Exercise task:
Format the items from their first line through the line containing "POLYGON ((74 165, 78" as a numbered list, skipping blank lines. Leave the pictures out.

○ ○ ○ ○ ○ ○ ○

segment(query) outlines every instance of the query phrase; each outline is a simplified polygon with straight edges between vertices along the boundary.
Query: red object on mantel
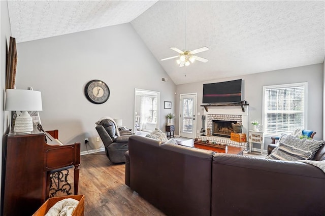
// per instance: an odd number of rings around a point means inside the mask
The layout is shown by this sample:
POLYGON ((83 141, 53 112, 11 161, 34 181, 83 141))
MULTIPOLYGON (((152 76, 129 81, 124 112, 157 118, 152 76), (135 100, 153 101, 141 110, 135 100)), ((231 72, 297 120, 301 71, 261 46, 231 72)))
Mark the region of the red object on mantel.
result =
POLYGON ((74 165, 78 194, 80 143, 61 145, 47 134, 47 143, 43 133, 8 136, 3 215, 32 215, 49 197, 51 170, 74 165))

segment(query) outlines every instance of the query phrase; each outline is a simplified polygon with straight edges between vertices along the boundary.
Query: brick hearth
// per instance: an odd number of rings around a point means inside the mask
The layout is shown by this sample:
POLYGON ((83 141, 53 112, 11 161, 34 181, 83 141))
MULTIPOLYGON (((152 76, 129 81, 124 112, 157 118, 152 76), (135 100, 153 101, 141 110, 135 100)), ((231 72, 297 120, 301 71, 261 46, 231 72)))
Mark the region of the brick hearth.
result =
MULTIPOLYGON (((240 107, 210 107, 208 112, 205 111, 204 115, 206 116, 206 130, 210 128, 212 131, 212 120, 234 121, 243 125, 243 133, 247 134, 248 127, 248 107, 243 112, 240 107)), ((238 142, 232 140, 230 138, 216 136, 199 136, 199 139, 215 141, 218 143, 226 144, 236 147, 244 148, 245 150, 249 149, 248 142, 238 142)), ((247 139, 247 138, 246 138, 247 139)))

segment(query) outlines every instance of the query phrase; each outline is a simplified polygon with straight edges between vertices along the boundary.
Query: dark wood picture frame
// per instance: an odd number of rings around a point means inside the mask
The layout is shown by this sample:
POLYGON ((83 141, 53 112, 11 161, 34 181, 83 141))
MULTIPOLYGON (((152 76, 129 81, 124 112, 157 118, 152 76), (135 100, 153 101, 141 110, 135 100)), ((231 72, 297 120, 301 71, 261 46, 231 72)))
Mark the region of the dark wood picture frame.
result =
POLYGON ((164 109, 172 109, 172 101, 164 101, 164 109))
POLYGON ((10 37, 9 51, 8 52, 8 57, 7 62, 7 71, 6 73, 6 89, 15 88, 17 58, 16 39, 10 37))

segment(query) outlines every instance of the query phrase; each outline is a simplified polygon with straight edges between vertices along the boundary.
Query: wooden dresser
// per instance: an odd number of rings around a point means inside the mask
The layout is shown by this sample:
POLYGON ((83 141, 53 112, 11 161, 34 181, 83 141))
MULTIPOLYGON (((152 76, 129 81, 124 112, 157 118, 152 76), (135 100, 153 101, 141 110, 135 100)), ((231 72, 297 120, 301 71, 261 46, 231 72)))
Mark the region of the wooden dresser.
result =
POLYGON ((3 215, 32 215, 49 197, 51 170, 74 165, 78 194, 80 143, 62 145, 41 133, 9 135, 4 143, 3 215))

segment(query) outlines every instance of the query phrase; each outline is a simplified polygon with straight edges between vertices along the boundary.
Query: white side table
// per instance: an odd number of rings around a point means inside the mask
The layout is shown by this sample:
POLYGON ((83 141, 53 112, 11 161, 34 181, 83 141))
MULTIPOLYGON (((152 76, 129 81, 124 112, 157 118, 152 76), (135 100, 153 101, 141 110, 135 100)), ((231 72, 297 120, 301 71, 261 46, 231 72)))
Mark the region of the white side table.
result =
POLYGON ((249 130, 249 135, 248 136, 248 141, 249 141, 249 152, 252 151, 253 143, 261 144, 261 154, 263 154, 264 149, 264 135, 263 131, 255 131, 249 130))

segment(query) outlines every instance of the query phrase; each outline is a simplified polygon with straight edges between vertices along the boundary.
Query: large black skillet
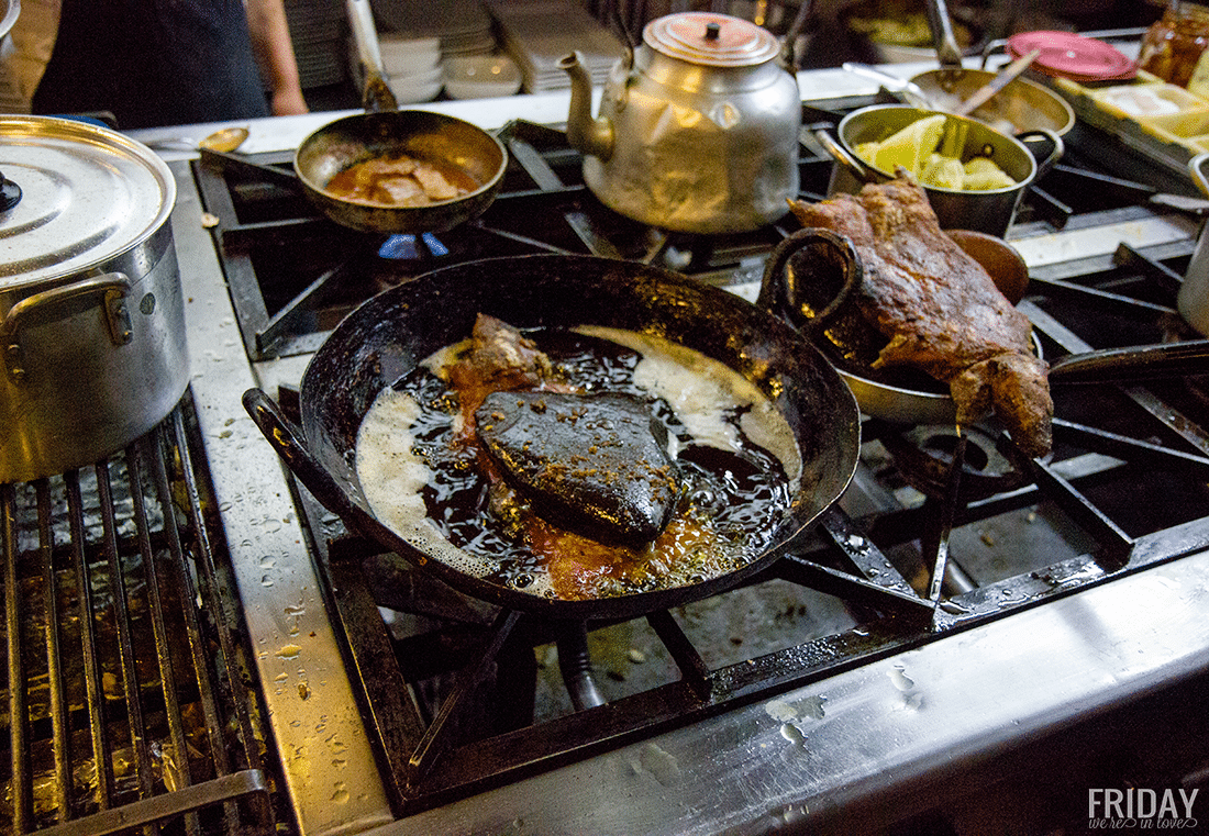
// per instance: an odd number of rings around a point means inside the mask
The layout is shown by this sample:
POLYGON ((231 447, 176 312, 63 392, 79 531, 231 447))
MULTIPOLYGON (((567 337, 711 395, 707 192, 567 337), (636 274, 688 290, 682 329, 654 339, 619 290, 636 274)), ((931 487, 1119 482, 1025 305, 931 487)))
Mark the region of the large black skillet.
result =
POLYGON ((573 620, 666 609, 760 571, 848 487, 861 437, 851 391, 794 329, 684 275, 594 256, 488 259, 433 271, 387 290, 349 314, 311 360, 300 388, 301 428, 288 422, 259 389, 244 394, 244 406, 302 484, 353 532, 469 596, 573 620), (776 523, 771 545, 742 569, 692 585, 562 600, 468 571, 423 538, 382 524, 366 504, 354 470, 361 418, 384 387, 436 349, 469 336, 480 312, 519 327, 591 324, 658 335, 754 382, 793 429, 803 459, 802 487, 776 523))

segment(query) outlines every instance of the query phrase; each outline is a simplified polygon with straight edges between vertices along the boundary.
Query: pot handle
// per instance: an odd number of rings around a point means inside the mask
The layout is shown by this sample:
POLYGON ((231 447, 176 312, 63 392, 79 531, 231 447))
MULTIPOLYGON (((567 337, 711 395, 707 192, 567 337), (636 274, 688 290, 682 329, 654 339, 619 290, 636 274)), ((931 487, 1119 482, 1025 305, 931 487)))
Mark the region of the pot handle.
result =
POLYGON ((815 130, 815 139, 817 139, 818 144, 823 146, 823 150, 832 156, 832 159, 846 168, 857 180, 861 182, 875 181, 873 172, 866 168, 864 163, 849 153, 848 149, 840 145, 839 140, 832 137, 826 128, 818 128, 815 130))
POLYGON ((764 267, 756 306, 785 319, 810 336, 839 312, 852 292, 861 286, 863 277, 864 269, 851 240, 831 230, 806 227, 786 237, 773 249, 764 267), (811 248, 821 248, 821 251, 810 265, 829 271, 828 274, 812 269, 806 271, 804 275, 800 271, 789 269, 789 260, 811 248), (804 284, 814 288, 816 298, 806 297, 803 292, 804 284), (829 301, 818 304, 823 300, 817 298, 817 291, 822 288, 823 294, 828 292, 827 285, 838 288, 829 301))
POLYGON ((1209 339, 1106 348, 1070 354, 1049 364, 1055 383, 1118 383, 1209 375, 1209 339))
POLYGON ((24 349, 21 344, 23 330, 56 323, 68 317, 99 307, 105 317, 109 338, 115 346, 125 346, 134 338, 131 312, 126 297, 131 294, 131 280, 123 273, 105 273, 83 281, 74 281, 33 294, 17 302, 0 321, 0 341, 4 346, 5 366, 8 376, 21 383, 25 379, 24 349))
POLYGON ((1209 162, 1209 153, 1198 153, 1188 161, 1188 174, 1192 175, 1192 181, 1197 184, 1201 193, 1209 197, 1209 179, 1205 178, 1207 162, 1209 162))
MULTIPOLYGON (((1066 144, 1062 141, 1062 137, 1055 134, 1053 130, 1047 128, 1036 128, 1034 130, 1022 130, 1016 135, 1016 138, 1028 145, 1029 143, 1035 143, 1037 140, 1046 140, 1049 143, 1049 152, 1043 157, 1037 159, 1037 173, 1034 175, 1032 181, 1040 180, 1046 172, 1054 167, 1062 156, 1066 153, 1066 144)), ((1031 152, 1031 149, 1030 149, 1031 152)), ((1036 157, 1037 155, 1032 155, 1036 157)))
POLYGON ((306 446, 302 430, 285 417, 277 401, 262 389, 251 388, 243 393, 243 408, 248 411, 290 471, 325 509, 340 516, 346 523, 354 523, 361 518, 364 511, 348 498, 331 474, 314 458, 306 446))

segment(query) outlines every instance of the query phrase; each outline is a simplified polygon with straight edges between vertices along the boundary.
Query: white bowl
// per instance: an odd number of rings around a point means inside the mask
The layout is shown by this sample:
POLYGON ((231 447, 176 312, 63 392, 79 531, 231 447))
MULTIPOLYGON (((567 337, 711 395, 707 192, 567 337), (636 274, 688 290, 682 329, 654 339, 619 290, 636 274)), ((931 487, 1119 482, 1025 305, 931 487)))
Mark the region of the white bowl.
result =
POLYGON ((451 99, 511 95, 521 88, 521 70, 507 56, 463 56, 445 59, 445 93, 451 99))
POLYGON ((427 72, 441 60, 440 40, 435 37, 391 40, 382 37, 378 43, 384 75, 415 75, 427 72))
POLYGON ((398 104, 416 104, 432 101, 441 92, 444 80, 441 68, 418 72, 416 75, 389 76, 386 80, 398 104))

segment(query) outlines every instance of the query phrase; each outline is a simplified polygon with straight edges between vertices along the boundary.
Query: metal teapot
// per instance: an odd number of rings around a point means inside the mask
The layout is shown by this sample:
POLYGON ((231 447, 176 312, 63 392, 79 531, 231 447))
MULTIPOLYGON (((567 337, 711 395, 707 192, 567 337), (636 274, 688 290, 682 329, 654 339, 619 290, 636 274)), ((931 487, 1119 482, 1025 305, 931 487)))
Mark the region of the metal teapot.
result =
POLYGON ((767 29, 713 12, 658 18, 609 72, 600 116, 579 53, 567 139, 611 209, 677 232, 759 228, 798 193, 802 95, 767 29))

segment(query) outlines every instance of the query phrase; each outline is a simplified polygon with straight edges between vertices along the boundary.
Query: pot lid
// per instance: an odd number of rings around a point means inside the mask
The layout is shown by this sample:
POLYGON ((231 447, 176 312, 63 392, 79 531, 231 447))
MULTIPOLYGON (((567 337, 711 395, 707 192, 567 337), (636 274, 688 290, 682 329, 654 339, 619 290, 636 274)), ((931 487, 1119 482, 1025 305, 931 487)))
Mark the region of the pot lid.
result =
POLYGON ((1034 50, 1041 54, 1032 68, 1046 75, 1072 81, 1116 81, 1133 79, 1138 66, 1111 43, 1071 31, 1024 31, 1007 39, 1007 51, 1019 58, 1034 50))
POLYGON ((108 128, 0 118, 0 289, 104 267, 168 219, 177 184, 146 146, 108 128))
POLYGON ((781 51, 768 29, 715 12, 667 14, 648 23, 642 39, 665 56, 708 66, 753 66, 781 51))

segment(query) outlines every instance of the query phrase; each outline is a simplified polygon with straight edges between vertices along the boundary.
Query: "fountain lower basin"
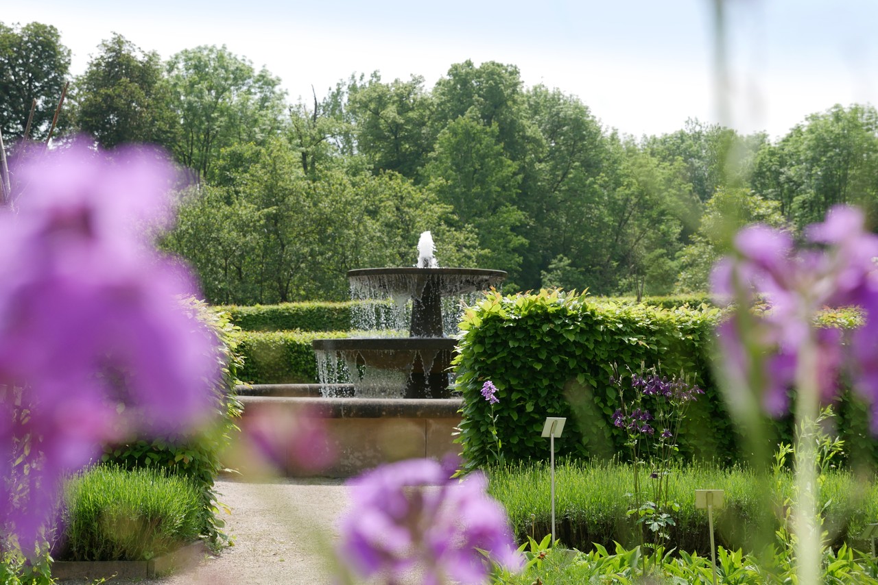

○ ○ ○ ○ ○ ○ ○

Solution for this problem:
1. segment(query) outlines every instance of the query phrase; each outline is a simplified polygon with straight edges between vertices along the boundary.
2. Query: red object on mantel
3. // per instance: an odd number of rings around a point means inside the mask
4. The layout is shown by this sample:
5. POLYGON ((83 141, 53 112, 11 161, 34 181, 83 141))
6. MULTIPOLYGON (((152 76, 129 81, 124 112, 157 118, 152 76), (135 100, 153 101, 141 110, 135 100)), ((231 72, 297 120, 301 71, 261 46, 231 72)))
7. Mark the region of the red object on mantel.
8. result =
9. POLYGON ((74 165, 78 194, 80 143, 61 145, 47 134, 47 143, 43 133, 8 136, 3 215, 32 215, 49 197, 51 170, 74 165))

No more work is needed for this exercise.